── DATASET CONTENT

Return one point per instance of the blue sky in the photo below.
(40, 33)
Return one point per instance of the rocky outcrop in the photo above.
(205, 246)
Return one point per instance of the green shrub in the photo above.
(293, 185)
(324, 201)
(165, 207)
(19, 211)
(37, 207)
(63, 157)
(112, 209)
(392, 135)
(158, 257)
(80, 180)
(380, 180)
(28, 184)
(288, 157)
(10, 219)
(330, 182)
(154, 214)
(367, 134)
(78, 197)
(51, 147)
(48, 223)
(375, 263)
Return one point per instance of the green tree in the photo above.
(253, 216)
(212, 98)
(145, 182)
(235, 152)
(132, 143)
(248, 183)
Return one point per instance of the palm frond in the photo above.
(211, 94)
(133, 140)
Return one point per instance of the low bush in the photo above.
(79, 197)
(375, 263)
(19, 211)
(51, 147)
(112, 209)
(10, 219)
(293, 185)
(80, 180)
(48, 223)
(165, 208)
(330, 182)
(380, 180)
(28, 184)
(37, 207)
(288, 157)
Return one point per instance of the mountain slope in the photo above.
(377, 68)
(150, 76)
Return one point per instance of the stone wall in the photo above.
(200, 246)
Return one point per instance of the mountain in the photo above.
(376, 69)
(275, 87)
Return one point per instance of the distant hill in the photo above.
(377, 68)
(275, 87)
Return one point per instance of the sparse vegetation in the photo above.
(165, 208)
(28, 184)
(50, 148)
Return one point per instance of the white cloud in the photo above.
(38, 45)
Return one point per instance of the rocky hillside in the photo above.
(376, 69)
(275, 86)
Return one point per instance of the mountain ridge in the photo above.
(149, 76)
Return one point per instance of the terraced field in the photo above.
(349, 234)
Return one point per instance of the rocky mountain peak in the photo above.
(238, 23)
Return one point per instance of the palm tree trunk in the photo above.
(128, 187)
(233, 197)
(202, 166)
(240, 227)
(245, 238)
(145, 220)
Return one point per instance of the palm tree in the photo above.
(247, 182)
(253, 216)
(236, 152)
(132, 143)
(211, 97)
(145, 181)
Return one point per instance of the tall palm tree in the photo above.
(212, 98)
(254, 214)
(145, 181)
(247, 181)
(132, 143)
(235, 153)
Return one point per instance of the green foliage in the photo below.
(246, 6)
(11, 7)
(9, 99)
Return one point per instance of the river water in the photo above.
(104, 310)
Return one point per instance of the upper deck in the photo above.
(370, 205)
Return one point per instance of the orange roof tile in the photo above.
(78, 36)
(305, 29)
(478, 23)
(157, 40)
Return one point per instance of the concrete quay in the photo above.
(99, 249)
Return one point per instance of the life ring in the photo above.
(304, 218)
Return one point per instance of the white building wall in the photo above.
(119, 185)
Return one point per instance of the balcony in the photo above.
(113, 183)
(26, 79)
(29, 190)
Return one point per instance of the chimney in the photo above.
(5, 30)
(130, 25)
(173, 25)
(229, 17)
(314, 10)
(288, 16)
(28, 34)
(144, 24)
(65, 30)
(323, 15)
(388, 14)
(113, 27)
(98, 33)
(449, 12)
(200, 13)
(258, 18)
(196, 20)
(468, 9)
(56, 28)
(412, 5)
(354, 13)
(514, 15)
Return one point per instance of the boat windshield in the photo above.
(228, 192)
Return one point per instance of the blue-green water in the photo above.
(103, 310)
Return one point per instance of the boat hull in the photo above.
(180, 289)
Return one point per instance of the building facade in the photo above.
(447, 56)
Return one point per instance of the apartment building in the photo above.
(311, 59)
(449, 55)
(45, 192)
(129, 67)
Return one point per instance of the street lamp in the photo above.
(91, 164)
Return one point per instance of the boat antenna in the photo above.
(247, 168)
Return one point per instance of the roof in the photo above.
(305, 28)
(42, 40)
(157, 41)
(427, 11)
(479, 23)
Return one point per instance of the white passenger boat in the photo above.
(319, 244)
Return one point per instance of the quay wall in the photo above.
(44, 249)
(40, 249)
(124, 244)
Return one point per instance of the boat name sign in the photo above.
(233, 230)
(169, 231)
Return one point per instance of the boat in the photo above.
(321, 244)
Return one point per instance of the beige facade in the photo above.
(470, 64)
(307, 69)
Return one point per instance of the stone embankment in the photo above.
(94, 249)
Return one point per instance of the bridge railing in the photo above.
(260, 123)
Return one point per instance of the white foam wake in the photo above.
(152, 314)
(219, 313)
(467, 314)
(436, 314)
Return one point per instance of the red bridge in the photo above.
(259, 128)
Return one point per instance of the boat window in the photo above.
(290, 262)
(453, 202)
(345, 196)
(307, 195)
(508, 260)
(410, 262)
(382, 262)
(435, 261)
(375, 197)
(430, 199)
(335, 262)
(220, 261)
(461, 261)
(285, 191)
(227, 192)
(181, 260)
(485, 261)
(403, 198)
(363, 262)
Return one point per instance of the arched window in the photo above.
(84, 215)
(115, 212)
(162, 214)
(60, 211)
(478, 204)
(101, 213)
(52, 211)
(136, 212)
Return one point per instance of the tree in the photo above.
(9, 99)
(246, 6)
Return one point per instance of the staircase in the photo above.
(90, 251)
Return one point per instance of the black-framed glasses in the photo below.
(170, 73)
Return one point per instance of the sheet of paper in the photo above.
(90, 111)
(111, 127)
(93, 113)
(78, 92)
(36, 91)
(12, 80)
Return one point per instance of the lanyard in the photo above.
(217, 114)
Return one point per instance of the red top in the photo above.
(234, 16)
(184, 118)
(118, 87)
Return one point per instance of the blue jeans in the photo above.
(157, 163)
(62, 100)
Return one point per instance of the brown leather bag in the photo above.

────

### TASK DIRECTIONS
Arrange all of the rows above as a Markdown table with two columns: "No." for each row's number and "Row" for its text. Leave out blank lines.

### SOLUTION TO THE EXERCISE
| No. | Row |
|---|---|
| 1 | Return one point per instance of the blue sky in the photo below. |
| 2 | (40, 33) |
| 3 | Return one point per instance of the rocky outcrop in the photo above. |
| 4 | (205, 246) |
| 5 | Return one point per instance of the green shrub in the photo above. |
| 6 | (293, 185) |
| 7 | (324, 201) |
| 8 | (165, 207) |
| 9 | (19, 211) |
| 10 | (37, 207) |
| 11 | (63, 157) |
| 12 | (112, 209) |
| 13 | (392, 135) |
| 14 | (158, 257) |
| 15 | (80, 180) |
| 16 | (380, 180) |
| 17 | (28, 184) |
| 18 | (288, 157) |
| 19 | (10, 219) |
| 20 | (330, 182) |
| 21 | (154, 214) |
| 22 | (367, 134) |
| 23 | (78, 197) |
| 24 | (51, 147) |
| 25 | (48, 223) |
| 26 | (375, 263) |
| 27 | Return one point per instance of the green tree in the photo above. |
| 28 | (253, 216) |
| 29 | (212, 98) |
| 30 | (145, 182) |
| 31 | (235, 152) |
| 32 | (132, 143) |
| 33 | (248, 183) |
| 34 | Return one point per instance of the palm frond in the photo above. |
| 35 | (211, 94) |
| 36 | (133, 140) |
| 37 | Return one point per instance of the low bush in the photo above. |
| 38 | (79, 197) |
| 39 | (375, 263) |
| 40 | (19, 211) |
| 41 | (51, 147) |
| 42 | (112, 209) |
| 43 | (10, 219) |
| 44 | (293, 185) |
| 45 | (80, 180) |
| 46 | (48, 223) |
| 47 | (165, 208) |
| 48 | (330, 182) |
| 49 | (380, 180) |
| 50 | (28, 184) |
| 51 | (37, 207) |
| 52 | (288, 157) |
| 53 | Return one point per instance of the mountain slope in the photo above. |
| 54 | (377, 68) |
| 55 | (150, 76) |
| 56 | Return one point per instance of the stone wall in the photo above. |
| 57 | (200, 246) |
| 58 | Return one point per instance of the mountain in the photo above. |
| 59 | (376, 69) |
| 60 | (275, 87) |
| 61 | Return one point per instance of the distant hill in the photo above. |
| 62 | (377, 68) |
| 63 | (275, 87) |
| 64 | Return one point per instance of the sparse vegetation in the photo above. |
| 65 | (165, 208) |
| 66 | (28, 184) |
| 67 | (50, 148) |
| 68 | Return one point per instance of the white cloud in the photo above. |
| 69 | (38, 45) |
| 70 | Return one point per instance of the rocky hillside in the photo above. |
| 71 | (376, 69) |
| 72 | (275, 86) |
| 73 | Return one point per instance of the mountain ridge in the photo above. |
| 74 | (149, 76) |
| 75 | Return one point per instance of the terraced field in the photo above. |
| 76 | (349, 234) |
| 77 | Return one point per instance of the rocky mountain peak in the photo above. |
| 78 | (238, 23) |
| 79 | Return one point per instance of the palm tree trunk in the photo above. |
| 80 | (128, 187) |
| 81 | (233, 197) |
| 82 | (202, 166) |
| 83 | (240, 227) |
| 84 | (245, 238) |
| 85 | (145, 220) |
| 86 | Return one point per instance of the palm tree in the photo above. |
| 87 | (247, 182) |
| 88 | (253, 216) |
| 89 | (236, 152) |
| 90 | (132, 143) |
| 91 | (211, 97) |
| 92 | (145, 181) |
| 93 | Return one point per instance of the tall palm tree in the photo above. |
| 94 | (212, 98) |
| 95 | (254, 214) |
| 96 | (145, 181) |
| 97 | (247, 181) |
| 98 | (132, 143) |
| 99 | (235, 153) |
| 100 | Return one point per instance of the green foliage in the photo below. |
| 101 | (246, 6) |
| 102 | (11, 7) |
| 103 | (9, 99) |
| 104 | Return one point per instance of the river water in the photo above. |
| 105 | (104, 310) |
| 106 | Return one point per instance of the upper deck in the photo above. |
| 107 | (370, 205) |
| 108 | Return one point per instance of the orange roof tile in the photo above. |
| 109 | (78, 36) |
| 110 | (305, 29) |
| 111 | (478, 23) |
| 112 | (157, 40) |
| 113 | Return one point per instance of the concrete quay in the photo above. |
| 114 | (99, 249) |
| 115 | Return one point per instance of the life ring in the photo above. |
| 116 | (304, 218) |
| 117 | Return one point per instance of the white building wall in the photo above. |
| 118 | (119, 185) |
| 119 | Return one point per instance of the balcony in the photo above. |
| 120 | (113, 183) |
| 121 | (26, 79) |
| 122 | (29, 190) |
| 123 | Return one point per instance of the chimney in the photo above. |
| 124 | (5, 30) |
| 125 | (130, 25) |
| 126 | (173, 25) |
| 127 | (229, 17) |
| 128 | (314, 10) |
| 129 | (288, 16) |
| 130 | (28, 34) |
| 131 | (144, 24) |
| 132 | (65, 30) |
| 133 | (323, 15) |
| 134 | (388, 14) |
| 135 | (113, 27) |
| 136 | (98, 33) |
| 137 | (449, 12) |
| 138 | (200, 13) |
| 139 | (258, 18) |
| 140 | (196, 20) |
| 141 | (468, 9) |
| 142 | (56, 28) |
| 143 | (412, 5) |
| 144 | (354, 13) |
| 145 | (514, 15) |
| 146 | Return one point per instance of the boat windshield in the photo above. |
| 147 | (228, 192) |
| 148 | Return one point per instance of the blue-green water in the photo above. |
| 149 | (103, 310) |
| 150 | Return one point per instance of the boat hull in the photo above. |
| 151 | (180, 289) |
| 152 | Return one point per instance of the building facade in the photo above. |
| 153 | (447, 56) |
| 154 | Return one point per instance of the apartment building in the photo above. |
| 155 | (311, 59) |
| 156 | (449, 55) |
| 157 | (45, 192) |
| 158 | (129, 67) |
| 159 | Return one point per instance of the street lamp in the photo above. |
| 160 | (91, 164) |
| 161 | Return one point per instance of the boat antenna in the photo above. |
| 162 | (247, 168) |
| 163 | Return one point per instance of the roof in the photo above. |
| 164 | (305, 28) |
| 165 | (42, 40) |
| 166 | (157, 41) |
| 167 | (427, 11) |
| 168 | (479, 23) |
| 169 | Return one point per instance of the white passenger boat in the photo above. |
| 170 | (319, 244) |
| 171 | Return one point per instance of the quay wall in the photo above. |
| 172 | (44, 249) |
| 173 | (40, 249) |
| 174 | (124, 244) |
| 175 | Return one point per instance of the boat name sign in the photo above. |
| 176 | (233, 230) |
| 177 | (169, 231) |
| 178 | Return one point per instance of the boat in the photo above. |
| 179 | (321, 244) |
| 180 | Return one point per instance of the beige facade in the photo above. |
| 181 | (470, 64) |
| 182 | (307, 69) |
| 183 | Return one point per instance of the stone embankment in the photo above. |
| 184 | (94, 249) |
| 185 | Return one point per instance of the bridge railing in the photo above. |
| 186 | (260, 123) |
| 187 | Return one point per instance of the white foam wake in the photo above. |
| 188 | (152, 314) |
| 189 | (219, 313) |
| 190 | (467, 314) |
| 191 | (436, 314) |
| 192 | Return one point per instance of the red bridge in the photo above. |
| 193 | (259, 128) |
| 194 | Return one point per instance of the boat window in the photo above. |
| 195 | (290, 262) |
| 196 | (453, 202) |
| 197 | (345, 196) |
| 198 | (307, 195) |
| 199 | (508, 260) |
| 200 | (410, 262) |
| 201 | (382, 262) |
| 202 | (435, 261) |
| 203 | (375, 197) |
| 204 | (430, 199) |
| 205 | (335, 262) |
| 206 | (220, 261) |
| 207 | (461, 261) |
| 208 | (285, 191) |
| 209 | (227, 192) |
| 210 | (181, 260) |
| 211 | (485, 261) |
| 212 | (403, 198) |
| 213 | (363, 262) |
| 214 | Return one point per instance of the arched window in the photo above. |
| 215 | (84, 215) |
| 216 | (115, 212) |
| 217 | (162, 214) |
| 218 | (60, 211) |
| 219 | (478, 204) |
| 220 | (101, 213) |
| 221 | (52, 211) |
| 222 | (136, 212) |
| 223 | Return one point per instance of the tree in the photo above. |
| 224 | (9, 99) |
| 225 | (246, 6) |
| 226 | Return one point per instance of the staircase in the photo above. |
| 227 | (90, 251) |
| 228 | Return one point per instance of the black-framed glasses in the photo below. |
| 229 | (170, 73) |
| 230 | Return one point per instance of the sheet of paper in the photo above. |
| 231 | (90, 111) |
| 232 | (111, 127) |
| 233 | (93, 113) |
| 234 | (78, 92) |
| 235 | (36, 91) |
| 236 | (12, 80) |
| 237 | Return one point per instance of the lanyard in the photo above. |
| 238 | (217, 114) |
| 239 | Return one point per instance of the red top in the photo above. |
| 240 | (234, 16) |
| 241 | (184, 118) |
| 242 | (118, 87) |
| 243 | Return one point per instance of the blue jeans in the photo above. |
| 244 | (157, 163) |
| 245 | (62, 100) |
| 246 | Return one point per instance of the brown leather bag in the photo above. |